• [THE TASK] Locate the line containing "the woman with", then please write out that line and all the lines below it in the entries exactly.
□ □ □ □
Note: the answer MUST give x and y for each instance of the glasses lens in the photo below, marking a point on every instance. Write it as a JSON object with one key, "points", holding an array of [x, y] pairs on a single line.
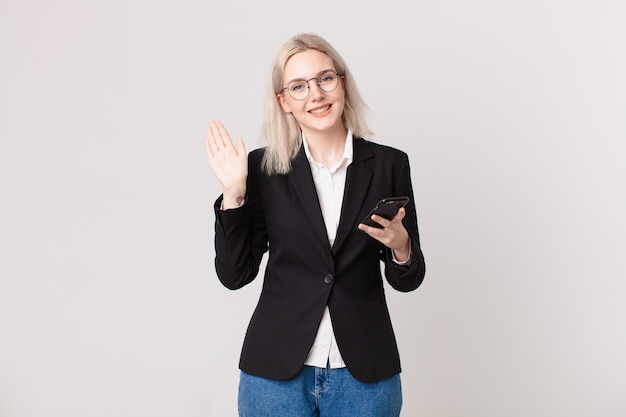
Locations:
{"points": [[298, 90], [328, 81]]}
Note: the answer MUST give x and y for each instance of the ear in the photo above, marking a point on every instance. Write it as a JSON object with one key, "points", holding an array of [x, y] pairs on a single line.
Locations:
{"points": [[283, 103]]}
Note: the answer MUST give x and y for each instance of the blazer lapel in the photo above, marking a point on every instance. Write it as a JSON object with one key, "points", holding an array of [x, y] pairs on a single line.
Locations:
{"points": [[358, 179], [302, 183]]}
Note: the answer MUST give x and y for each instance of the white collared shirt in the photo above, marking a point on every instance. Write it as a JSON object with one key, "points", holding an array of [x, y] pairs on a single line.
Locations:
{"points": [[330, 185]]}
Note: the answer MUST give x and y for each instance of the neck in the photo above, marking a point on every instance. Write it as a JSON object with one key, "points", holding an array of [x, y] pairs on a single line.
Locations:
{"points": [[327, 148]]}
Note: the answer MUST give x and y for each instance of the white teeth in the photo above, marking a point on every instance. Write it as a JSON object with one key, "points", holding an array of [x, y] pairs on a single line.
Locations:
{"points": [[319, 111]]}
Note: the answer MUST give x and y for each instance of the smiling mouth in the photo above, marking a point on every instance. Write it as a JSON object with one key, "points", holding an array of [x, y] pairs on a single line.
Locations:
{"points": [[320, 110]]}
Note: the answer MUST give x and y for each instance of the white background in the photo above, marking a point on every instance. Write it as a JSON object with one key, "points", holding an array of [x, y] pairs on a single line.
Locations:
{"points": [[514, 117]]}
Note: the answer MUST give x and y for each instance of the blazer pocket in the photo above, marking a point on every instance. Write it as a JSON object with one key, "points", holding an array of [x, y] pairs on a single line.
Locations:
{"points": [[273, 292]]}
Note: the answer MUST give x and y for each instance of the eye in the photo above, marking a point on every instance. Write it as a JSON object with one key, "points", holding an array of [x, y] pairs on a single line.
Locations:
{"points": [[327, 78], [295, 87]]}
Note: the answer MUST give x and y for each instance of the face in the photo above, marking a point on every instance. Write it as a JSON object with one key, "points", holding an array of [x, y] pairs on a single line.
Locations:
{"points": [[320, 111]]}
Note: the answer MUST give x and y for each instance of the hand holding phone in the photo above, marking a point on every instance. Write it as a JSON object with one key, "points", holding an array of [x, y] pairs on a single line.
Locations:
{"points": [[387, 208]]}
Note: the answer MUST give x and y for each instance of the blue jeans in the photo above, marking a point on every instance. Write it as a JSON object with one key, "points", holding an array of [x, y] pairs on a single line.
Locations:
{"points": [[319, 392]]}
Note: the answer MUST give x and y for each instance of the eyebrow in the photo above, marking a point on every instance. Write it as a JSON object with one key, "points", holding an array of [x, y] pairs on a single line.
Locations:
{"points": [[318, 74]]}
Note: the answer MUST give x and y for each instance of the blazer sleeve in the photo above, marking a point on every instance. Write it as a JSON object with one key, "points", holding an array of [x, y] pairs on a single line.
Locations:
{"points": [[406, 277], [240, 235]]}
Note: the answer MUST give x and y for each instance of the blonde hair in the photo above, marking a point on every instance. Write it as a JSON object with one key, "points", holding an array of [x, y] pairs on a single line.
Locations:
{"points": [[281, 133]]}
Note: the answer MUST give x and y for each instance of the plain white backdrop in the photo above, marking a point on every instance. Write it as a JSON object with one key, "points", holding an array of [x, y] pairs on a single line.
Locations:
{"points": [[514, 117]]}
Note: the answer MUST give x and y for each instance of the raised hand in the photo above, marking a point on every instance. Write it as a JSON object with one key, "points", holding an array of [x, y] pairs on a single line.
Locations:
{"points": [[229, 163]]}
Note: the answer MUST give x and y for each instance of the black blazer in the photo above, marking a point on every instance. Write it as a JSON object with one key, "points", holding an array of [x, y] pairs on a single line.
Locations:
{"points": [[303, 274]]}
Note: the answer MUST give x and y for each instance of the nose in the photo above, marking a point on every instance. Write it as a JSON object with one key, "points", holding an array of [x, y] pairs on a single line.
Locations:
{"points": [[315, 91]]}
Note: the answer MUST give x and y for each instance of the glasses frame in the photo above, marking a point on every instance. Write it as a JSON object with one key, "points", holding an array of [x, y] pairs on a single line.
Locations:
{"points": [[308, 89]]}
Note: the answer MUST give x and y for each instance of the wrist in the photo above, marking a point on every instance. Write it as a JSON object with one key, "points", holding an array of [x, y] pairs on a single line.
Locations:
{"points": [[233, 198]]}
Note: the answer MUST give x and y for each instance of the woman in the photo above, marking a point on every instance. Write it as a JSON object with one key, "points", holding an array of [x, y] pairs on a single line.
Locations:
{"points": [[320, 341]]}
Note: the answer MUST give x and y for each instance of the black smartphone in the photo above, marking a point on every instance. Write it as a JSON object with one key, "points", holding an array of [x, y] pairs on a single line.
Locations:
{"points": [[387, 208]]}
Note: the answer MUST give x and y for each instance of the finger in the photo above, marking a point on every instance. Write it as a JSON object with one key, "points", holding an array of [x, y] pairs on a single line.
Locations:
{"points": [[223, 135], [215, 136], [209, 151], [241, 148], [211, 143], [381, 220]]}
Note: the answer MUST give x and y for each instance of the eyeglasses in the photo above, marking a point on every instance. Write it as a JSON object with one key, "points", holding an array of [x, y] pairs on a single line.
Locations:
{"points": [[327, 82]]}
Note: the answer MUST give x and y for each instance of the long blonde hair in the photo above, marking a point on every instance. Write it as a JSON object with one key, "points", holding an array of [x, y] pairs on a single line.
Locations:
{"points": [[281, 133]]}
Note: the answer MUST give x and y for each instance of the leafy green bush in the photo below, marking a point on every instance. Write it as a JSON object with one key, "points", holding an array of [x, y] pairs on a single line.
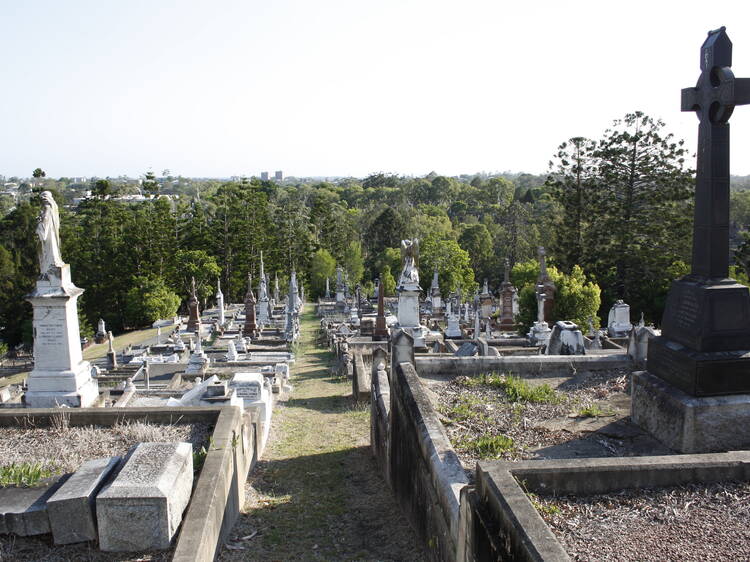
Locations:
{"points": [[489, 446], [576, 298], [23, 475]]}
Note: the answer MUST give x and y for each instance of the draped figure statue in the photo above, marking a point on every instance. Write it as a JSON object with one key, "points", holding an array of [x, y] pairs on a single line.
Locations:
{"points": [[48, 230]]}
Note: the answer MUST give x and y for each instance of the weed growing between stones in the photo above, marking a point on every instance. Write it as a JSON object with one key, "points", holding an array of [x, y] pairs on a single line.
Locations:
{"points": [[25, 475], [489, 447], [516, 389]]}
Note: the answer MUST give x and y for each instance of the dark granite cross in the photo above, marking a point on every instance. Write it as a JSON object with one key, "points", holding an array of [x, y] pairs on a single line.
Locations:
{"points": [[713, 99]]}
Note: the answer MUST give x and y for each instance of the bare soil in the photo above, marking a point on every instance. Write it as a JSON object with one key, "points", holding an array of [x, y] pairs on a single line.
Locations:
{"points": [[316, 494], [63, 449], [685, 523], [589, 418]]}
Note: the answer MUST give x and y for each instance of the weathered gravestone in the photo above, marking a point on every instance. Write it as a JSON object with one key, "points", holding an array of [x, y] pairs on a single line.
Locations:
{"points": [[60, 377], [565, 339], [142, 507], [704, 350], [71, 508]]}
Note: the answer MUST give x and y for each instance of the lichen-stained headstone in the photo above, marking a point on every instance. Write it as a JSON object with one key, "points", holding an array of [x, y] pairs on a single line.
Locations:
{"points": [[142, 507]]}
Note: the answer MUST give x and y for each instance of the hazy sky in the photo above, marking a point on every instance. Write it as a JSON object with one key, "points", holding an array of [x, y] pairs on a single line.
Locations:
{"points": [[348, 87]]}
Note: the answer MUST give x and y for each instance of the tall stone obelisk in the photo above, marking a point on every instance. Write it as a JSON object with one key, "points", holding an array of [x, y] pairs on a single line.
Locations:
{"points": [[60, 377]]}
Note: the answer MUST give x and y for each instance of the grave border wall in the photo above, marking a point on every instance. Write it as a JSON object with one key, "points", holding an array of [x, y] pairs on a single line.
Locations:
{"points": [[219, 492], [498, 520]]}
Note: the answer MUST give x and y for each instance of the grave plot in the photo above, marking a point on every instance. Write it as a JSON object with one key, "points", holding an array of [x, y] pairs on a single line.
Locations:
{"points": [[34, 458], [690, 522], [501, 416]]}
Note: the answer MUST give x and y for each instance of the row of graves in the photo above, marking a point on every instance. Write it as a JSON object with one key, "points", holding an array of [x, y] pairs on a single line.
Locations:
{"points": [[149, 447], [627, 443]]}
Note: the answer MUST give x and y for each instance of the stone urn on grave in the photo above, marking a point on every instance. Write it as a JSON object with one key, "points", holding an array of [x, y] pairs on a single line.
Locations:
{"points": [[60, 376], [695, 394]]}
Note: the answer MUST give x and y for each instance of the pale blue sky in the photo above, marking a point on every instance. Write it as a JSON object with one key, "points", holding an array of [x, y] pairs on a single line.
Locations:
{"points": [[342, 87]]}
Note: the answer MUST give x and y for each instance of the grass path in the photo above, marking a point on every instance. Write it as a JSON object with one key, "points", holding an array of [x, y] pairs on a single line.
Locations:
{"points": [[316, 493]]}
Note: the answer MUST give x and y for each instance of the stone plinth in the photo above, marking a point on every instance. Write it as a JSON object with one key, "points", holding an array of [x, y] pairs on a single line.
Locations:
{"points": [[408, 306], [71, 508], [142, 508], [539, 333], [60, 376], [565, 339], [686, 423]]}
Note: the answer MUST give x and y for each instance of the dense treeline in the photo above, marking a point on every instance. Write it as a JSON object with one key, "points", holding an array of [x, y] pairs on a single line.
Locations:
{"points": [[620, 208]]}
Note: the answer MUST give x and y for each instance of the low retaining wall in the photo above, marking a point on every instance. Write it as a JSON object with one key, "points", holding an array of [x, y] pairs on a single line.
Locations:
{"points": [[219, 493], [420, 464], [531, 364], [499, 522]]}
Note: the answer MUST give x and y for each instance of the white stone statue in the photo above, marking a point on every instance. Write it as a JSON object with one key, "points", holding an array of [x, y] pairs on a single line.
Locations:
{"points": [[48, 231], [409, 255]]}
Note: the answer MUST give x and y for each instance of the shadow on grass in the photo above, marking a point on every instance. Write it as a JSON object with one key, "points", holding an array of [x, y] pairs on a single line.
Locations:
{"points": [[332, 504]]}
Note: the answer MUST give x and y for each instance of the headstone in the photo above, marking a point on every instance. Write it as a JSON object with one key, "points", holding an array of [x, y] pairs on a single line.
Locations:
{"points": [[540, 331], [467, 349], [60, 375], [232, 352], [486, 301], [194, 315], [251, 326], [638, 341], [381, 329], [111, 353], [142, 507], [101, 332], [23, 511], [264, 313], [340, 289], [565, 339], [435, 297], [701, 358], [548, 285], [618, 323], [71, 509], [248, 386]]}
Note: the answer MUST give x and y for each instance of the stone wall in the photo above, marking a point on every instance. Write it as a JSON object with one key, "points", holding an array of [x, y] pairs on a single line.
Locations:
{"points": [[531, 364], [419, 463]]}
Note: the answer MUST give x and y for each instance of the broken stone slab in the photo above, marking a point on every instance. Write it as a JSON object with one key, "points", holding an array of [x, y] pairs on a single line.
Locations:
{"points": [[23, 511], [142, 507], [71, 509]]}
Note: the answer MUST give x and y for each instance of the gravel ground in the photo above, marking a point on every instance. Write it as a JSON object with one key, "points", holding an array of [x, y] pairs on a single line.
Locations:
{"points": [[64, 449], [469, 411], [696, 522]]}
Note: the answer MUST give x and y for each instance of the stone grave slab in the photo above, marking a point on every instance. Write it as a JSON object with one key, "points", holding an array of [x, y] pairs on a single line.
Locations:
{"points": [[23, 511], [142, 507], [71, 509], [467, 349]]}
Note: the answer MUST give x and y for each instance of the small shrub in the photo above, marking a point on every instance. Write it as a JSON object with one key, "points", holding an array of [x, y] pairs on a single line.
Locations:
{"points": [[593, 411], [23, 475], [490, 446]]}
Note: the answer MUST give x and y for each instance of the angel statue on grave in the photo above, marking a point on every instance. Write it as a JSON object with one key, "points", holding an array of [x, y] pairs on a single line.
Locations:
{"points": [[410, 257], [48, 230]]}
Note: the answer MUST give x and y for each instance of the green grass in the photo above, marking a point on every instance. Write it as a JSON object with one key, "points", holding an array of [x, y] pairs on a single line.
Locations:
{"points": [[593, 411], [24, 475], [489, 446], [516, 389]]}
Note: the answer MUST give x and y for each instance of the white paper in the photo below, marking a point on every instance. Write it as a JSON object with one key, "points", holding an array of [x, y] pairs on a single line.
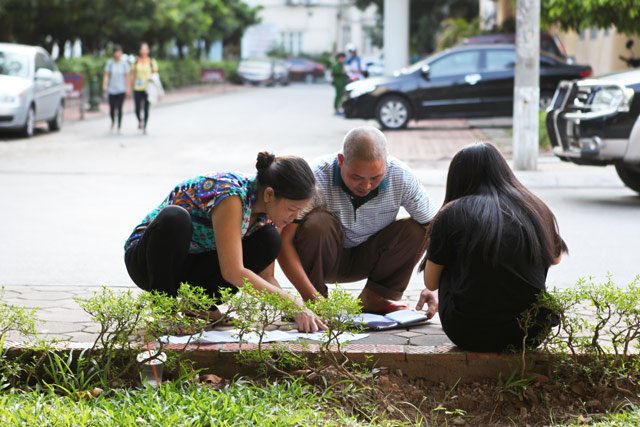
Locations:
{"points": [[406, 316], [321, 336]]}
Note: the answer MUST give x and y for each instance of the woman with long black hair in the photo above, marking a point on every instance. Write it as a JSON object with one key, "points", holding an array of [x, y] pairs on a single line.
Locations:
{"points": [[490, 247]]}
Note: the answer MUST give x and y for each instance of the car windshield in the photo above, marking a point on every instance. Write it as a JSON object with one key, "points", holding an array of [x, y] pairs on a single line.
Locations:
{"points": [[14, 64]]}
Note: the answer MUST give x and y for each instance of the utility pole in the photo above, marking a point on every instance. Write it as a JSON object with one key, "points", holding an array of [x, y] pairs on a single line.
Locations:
□ □ □ □
• [SOLVED EXERCISE]
Note: the answer MUST give x and y for each instance of the woman with long black hair in the photo above, marking a point on every instance. Write it as a JSON object with one key, "points", holding an array of [x, y] pairs on a single line.
Locations:
{"points": [[490, 247]]}
Note: the answer MUST give x and y for each instance of the car windshield in the photo above, marking a point on every instance. Write it as a JSON object with one key, "points", holding an array of [x, y] pairs on a single line.
Locations:
{"points": [[14, 64]]}
Note: the answer MUST give x and y for each instance of the utility pole in the photo above, marking a point on every instance. Write it as a JSON object with one key, "points", holding an array of [x, y] pairs on a single line.
Locations:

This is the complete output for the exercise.